[Problem details]: Convert all of the material below into a two-column CSV with the headers request and boxes, one row per request, with its text and its answer each in a single quoted field and line breaks replaced by spaces. Leave the pictures out.

[Extracted entries]:
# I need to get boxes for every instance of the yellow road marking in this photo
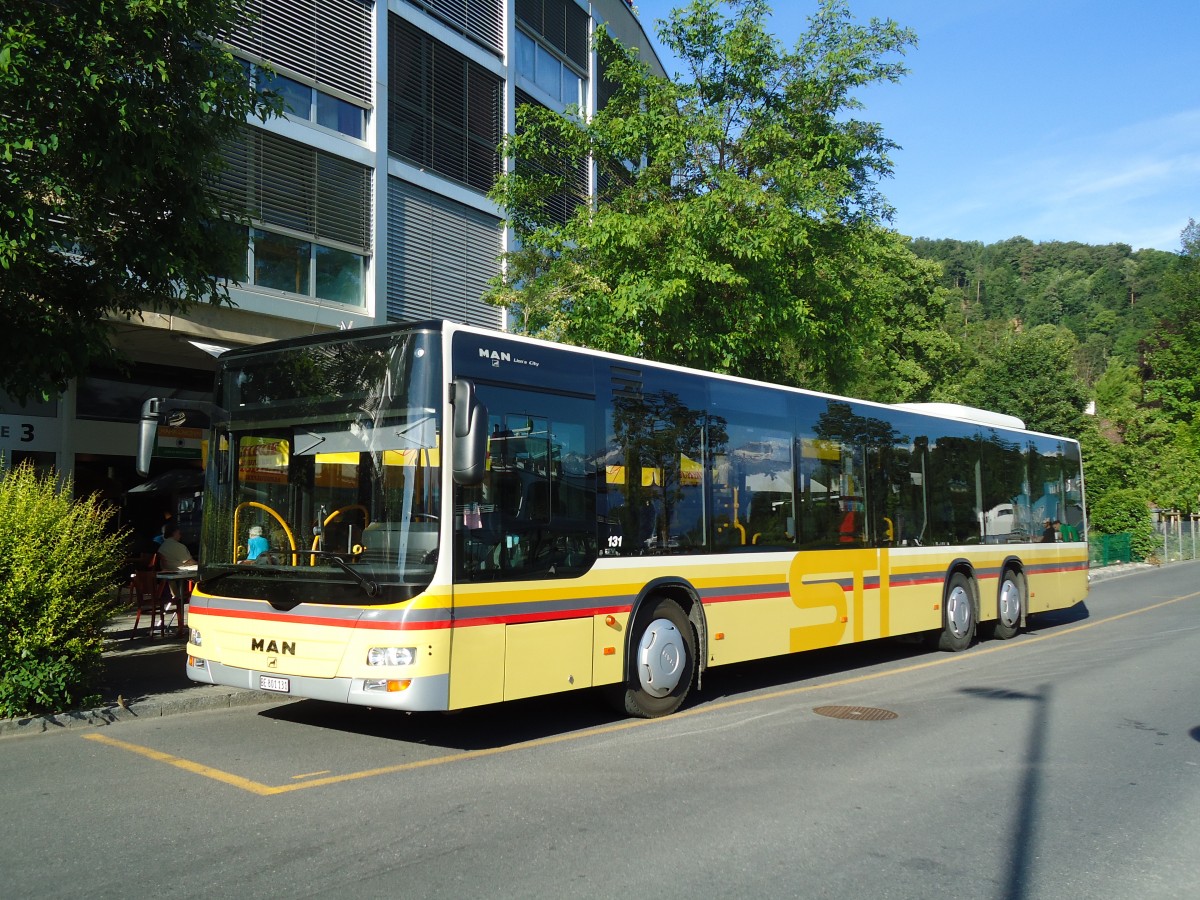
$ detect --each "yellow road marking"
[83,590,1200,797]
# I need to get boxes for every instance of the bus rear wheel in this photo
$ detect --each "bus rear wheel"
[937,572,977,653]
[620,598,696,719]
[991,569,1025,641]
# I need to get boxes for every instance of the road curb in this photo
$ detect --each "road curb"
[0,690,288,738]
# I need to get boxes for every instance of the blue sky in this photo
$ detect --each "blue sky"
[635,0,1200,251]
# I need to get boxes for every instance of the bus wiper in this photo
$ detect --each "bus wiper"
[301,550,379,596]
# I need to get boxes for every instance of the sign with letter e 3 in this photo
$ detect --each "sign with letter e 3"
[0,415,59,451]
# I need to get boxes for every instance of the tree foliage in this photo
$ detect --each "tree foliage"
[0,463,125,716]
[490,0,920,388]
[912,221,1200,529]
[0,0,276,400]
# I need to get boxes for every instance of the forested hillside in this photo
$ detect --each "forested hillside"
[902,221,1200,540]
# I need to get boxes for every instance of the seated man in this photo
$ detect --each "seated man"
[158,524,198,600]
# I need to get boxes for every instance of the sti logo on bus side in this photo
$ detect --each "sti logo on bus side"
[250,637,296,656]
[479,347,512,368]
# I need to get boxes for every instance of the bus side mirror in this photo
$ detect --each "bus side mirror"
[136,397,160,478]
[450,378,487,486]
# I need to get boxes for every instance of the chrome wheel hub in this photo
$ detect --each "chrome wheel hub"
[637,619,688,697]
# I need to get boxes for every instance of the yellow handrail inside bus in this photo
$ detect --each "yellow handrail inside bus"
[308,503,371,568]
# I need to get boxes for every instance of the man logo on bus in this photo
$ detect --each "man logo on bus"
[479,347,512,368]
[250,637,296,656]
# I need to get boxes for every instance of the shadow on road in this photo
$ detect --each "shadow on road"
[959,681,1051,900]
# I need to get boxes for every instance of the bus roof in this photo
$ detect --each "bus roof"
[892,403,1025,431]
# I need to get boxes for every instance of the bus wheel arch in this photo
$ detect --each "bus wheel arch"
[937,564,979,653]
[612,583,704,719]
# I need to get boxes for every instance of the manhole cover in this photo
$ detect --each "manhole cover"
[812,707,896,722]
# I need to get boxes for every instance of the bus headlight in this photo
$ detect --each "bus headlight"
[367,647,416,666]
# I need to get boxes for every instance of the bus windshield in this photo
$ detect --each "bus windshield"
[200,331,442,605]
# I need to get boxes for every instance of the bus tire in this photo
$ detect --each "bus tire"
[937,572,978,653]
[991,569,1025,641]
[622,596,696,719]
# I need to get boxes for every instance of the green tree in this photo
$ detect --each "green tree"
[0,0,277,400]
[0,463,126,716]
[490,0,914,388]
[961,325,1087,437]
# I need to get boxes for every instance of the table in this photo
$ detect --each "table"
[158,569,196,635]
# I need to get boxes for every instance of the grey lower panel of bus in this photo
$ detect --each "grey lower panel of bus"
[187,660,450,713]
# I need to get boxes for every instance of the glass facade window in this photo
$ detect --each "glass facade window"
[313,244,362,306]
[251,228,366,306]
[258,70,362,140]
[252,228,312,294]
[517,30,583,106]
[317,91,362,140]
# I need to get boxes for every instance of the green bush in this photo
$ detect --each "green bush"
[1088,487,1158,559]
[0,464,126,718]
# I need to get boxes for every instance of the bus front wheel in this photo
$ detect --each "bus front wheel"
[622,598,696,719]
[937,572,976,653]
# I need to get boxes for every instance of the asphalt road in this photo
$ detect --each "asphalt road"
[0,563,1200,900]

[In response]:
request,boxes
"# I need to get boxes for every instance of the yellow road marking in this photo $ detect --each ""yellow road marking""","[83,590,1200,797]"
"# I need to get boxes for every instance of the bus rear wheel in this photo $ detect --each ""bus rear wheel""","[937,572,977,653] [620,598,696,719] [991,569,1025,641]"
"# I need to get boxes for every instance of the road curb in this photo $ detect --each ""road curb""","[0,690,288,738]"
"# I need to get boxes for every instance of the blue sky in this photo $ detect --each ""blue sky""","[635,0,1200,251]"
"# I need to get boxes for every instance of the bus wiper in this photo $ detect --each ""bus wiper""","[301,550,379,596]"
"# I need to get boxes for every instance of the sign with letter e 3 in this photo $ detect --each ""sign with letter e 3""","[0,415,59,451]"
"# I need to get boxes for every instance of the tree foliage in this photo $ detect --each ""tree foliage""","[0,463,125,716] [490,0,920,388] [912,221,1200,529] [0,0,276,400]"
"# I need to get boxes for every instance of the forested hillside in this photo $ detect --each ""forested hillside""","[902,221,1200,540]"
"# I need to get boxes for every instance of the seated man in this photo $ detect --each ""seated man""","[158,524,198,600]"
"# I need to get boxes for every instance of the sti logo on bus side in this photo $ detect --each ""sti logo on bus side""","[250,637,296,656] [479,347,512,368]"
"# I need to get boxes for every instance of the bus side mirror in this photo $ detect --each ""bus side mirror""","[136,397,160,478] [450,378,487,486]"
"# I need to get boxes for every instance of the chrome wheel hub in this photo $ detect --each ""chrome wheel hub""","[637,619,688,697]"
"# I need to get boxes for every instance of the yellow handrail inside bus in this photo $ detect --each ""yellow handrail inside bus""","[308,503,371,568]"
"# I need to get boxes for every instance of the man logo on bus in this photo $ detect --each ""man logo on bus""","[479,347,512,368] [250,637,296,656]"
"# I need to get boxes for every instance of the shadow on road in this photo $ detect --each ""shadow on road""","[959,681,1051,900]"
"# I need to get boxes for every instance of the bus roof in this photo $ detect --each ""bus roof""","[892,403,1025,431]"
"# I need to get boxes for every instance of the bus wheel arch in this photo $ detect --each ""bus wheel arch""","[937,564,979,653] [612,583,704,719]"
"# I need to get boxes for every instance of the manhole cover in this photo $ detect --each ""manhole cover""","[812,707,896,722]"
"# I need to get boxes for every instance of the bus headlight in this photo $ detect --each ""bus headlight""","[367,647,416,666]"
"# I need to get boxes for every instance of the bus windshield in this photo $ detect --each ""bus windshield""","[200,331,442,605]"
"# I need to get boxes for every instance of the bus tire in this photo $ detect --each ""bus tire""","[937,572,978,653] [991,569,1025,641] [622,596,696,719]"
"# I need to get boxes for every instance of the green tree in this photo $ detect --each ""green tree""","[0,0,277,400] [0,463,126,716] [490,0,914,388] [961,325,1087,437]"
"# I need to get boxes for every instance of the table in this photo $ detect --each ""table""","[158,569,196,635]"
"# I need to get boxes for every instance of the grey lower panel of bus in this photo $ detect --each ""grey lower panel of bus""","[187,660,450,713]"
"# I need to get boxes for every instance of the glass facade window in this photo $ detect --each ""glass facade window""","[313,244,362,306] [251,228,366,306] [258,70,362,140] [252,228,312,294] [517,30,583,106] [317,91,362,140]"
"# I need to get boxes for every instance of the green bush in this photo $ detect --each ""green bush""","[1088,487,1158,559] [0,464,126,718]"
"# I need to get boxes for every instance of the bus front wheel in this photo $ detect --each ""bus front wheel""","[622,598,696,719] [937,572,976,653]"
"# I need to get boxes for every instance of the asphalt road in this photo $ detect --each ""asphalt road""","[0,563,1200,900]"